== Work order ==
Give back the line in the listing below that contains "x=405, y=28" and all remaining lines, retyped exactly, through the last line.

== Records to process ==
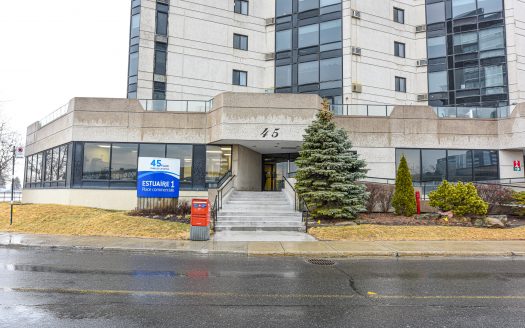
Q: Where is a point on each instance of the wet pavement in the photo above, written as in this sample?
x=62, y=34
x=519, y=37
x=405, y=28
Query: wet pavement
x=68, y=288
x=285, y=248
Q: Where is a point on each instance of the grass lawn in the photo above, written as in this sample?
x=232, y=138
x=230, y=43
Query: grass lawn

== Solution for this task ==
x=405, y=28
Query: wet pavement
x=68, y=288
x=285, y=248
Q: Where is a point on each instance of the grass lawn in the photo above, written as in this sample?
x=232, y=138
x=230, y=43
Query: grass lawn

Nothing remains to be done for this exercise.